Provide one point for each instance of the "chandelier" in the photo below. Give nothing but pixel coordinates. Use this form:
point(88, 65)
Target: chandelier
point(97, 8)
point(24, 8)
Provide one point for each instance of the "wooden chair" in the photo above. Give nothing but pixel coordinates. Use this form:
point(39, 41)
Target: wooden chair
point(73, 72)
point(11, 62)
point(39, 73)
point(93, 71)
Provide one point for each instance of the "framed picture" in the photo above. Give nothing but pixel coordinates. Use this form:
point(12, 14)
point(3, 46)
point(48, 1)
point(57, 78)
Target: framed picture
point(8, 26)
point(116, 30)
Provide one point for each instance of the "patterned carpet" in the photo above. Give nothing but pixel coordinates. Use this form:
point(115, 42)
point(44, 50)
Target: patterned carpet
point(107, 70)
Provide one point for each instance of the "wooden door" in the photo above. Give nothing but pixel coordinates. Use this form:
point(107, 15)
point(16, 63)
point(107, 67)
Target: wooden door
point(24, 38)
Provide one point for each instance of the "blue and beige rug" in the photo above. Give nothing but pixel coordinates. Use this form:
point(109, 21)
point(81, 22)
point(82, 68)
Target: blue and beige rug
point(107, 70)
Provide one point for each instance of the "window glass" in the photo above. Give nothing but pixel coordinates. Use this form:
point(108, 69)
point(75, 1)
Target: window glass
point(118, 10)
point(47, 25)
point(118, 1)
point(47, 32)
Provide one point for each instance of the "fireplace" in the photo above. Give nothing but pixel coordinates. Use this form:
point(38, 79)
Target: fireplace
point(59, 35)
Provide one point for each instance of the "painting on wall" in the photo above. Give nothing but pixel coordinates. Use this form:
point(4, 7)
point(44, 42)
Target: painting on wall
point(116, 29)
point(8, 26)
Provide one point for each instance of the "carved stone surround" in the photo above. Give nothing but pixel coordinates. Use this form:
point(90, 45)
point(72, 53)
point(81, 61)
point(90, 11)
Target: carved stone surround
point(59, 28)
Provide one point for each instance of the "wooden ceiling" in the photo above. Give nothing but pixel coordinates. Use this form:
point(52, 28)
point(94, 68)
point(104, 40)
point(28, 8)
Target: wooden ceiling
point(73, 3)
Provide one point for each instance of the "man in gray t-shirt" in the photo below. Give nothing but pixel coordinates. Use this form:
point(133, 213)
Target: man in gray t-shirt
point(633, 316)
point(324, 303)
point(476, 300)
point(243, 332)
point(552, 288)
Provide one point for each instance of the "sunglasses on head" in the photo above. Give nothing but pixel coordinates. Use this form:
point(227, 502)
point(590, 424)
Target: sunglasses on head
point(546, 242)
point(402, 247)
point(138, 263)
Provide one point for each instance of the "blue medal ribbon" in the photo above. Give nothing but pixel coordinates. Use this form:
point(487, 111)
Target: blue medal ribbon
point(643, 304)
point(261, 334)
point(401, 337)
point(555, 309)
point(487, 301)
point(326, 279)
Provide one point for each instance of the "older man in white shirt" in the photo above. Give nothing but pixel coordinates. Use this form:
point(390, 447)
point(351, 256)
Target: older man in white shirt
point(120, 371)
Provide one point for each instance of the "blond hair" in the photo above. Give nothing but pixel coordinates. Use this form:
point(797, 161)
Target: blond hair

**Written instruction:** Exactly as shown above, return every record.

**Output of the exercise:**
Provide one point for each instance of the "chandelier" in the photo below. Give nothing but pixel coordinates. Use this form:
point(88, 65)
Target: chandelier
point(97, 8)
point(24, 8)
Provide one point for each instance of the "wooden chair" in the photo above. Give nothing but pixel coordinates. Use this form:
point(39, 41)
Target: wooden chair
point(73, 72)
point(11, 62)
point(39, 73)
point(93, 71)
Provide one point for each instance of the "framed picture" in the photo above. Give nothing but pixel coordinates. Use this form:
point(12, 14)
point(3, 46)
point(48, 1)
point(57, 78)
Target: framed picture
point(8, 26)
point(116, 30)
Provide one point for each instance of the "patterned carpet" in the photo above. Give nothing but pixel coordinates. Use this form:
point(115, 42)
point(44, 50)
Target: patterned carpet
point(107, 70)
Provide one point for each instance of the "wooden door" in the photo above. Give nothing but pixel coordinates. Use this form:
point(107, 15)
point(16, 63)
point(107, 67)
Target: wooden door
point(24, 38)
Provide one point for each instance of the "blue and beige rug" in the photo above. Give nothing but pixel coordinates. Use this form:
point(109, 21)
point(81, 22)
point(82, 68)
Target: blue and beige rug
point(107, 70)
Provide one point for each instance of the "window glass" in the photo above. Give nothing but pixel coordinates. Use this form:
point(108, 69)
point(75, 1)
Target: window glass
point(118, 10)
point(47, 25)
point(118, 1)
point(47, 32)
Provide one point for each instance of the "fireplace" in the photo above. Give nothing but pixel coordinates. Use this form:
point(38, 79)
Target: fireplace
point(59, 35)
Provide one point for each instance of the "painting on wall" in the photo above. Give nothing but pixel coordinates. Use this form:
point(4, 7)
point(44, 42)
Target: painting on wall
point(116, 29)
point(8, 26)
Provide one point for each instance of the "carved stone surround" in the photo above. Give nothing but pixel coordinates. Use this form:
point(90, 45)
point(72, 53)
point(81, 61)
point(90, 11)
Target: carved stone surround
point(59, 28)
Provide one point for each instance of the "wooden ceiling" in the photo above. Give nothing but pixel coordinates. Use this form:
point(52, 28)
point(94, 68)
point(104, 40)
point(28, 8)
Target: wooden ceiling
point(73, 3)
Provide one point for each instance of the "man in gray t-shirt" in the photo below. Give nothing but pixel coordinates. Use this form:
point(133, 213)
Target: man in gray t-shirt
point(633, 316)
point(324, 303)
point(476, 300)
point(243, 332)
point(552, 288)
Provide one point for each instance of the "sunglasses on head" in the photo above. Give nothing but pixel coordinates. Use this form:
point(227, 502)
point(590, 424)
Target: sunglasses on head
point(546, 242)
point(402, 247)
point(138, 263)
Provide one point for each instance of the "blue medal ribbon" in the photo above. Give nothing but pixel coordinates. Use this form:
point(487, 111)
Target: blue medal ribbon
point(643, 304)
point(261, 334)
point(401, 337)
point(555, 309)
point(487, 301)
point(326, 279)
Provide one point for each instance of the "older man in white shirt" in the photo above. Give nothing but pixel coordinates. Use this form:
point(390, 447)
point(351, 256)
Target: older man in white shirt
point(120, 371)
Provide one point for each instance of the "blond hair" in the photo above. Give nothing but pixel coordinates. Use this form:
point(797, 161)
Target: blond hair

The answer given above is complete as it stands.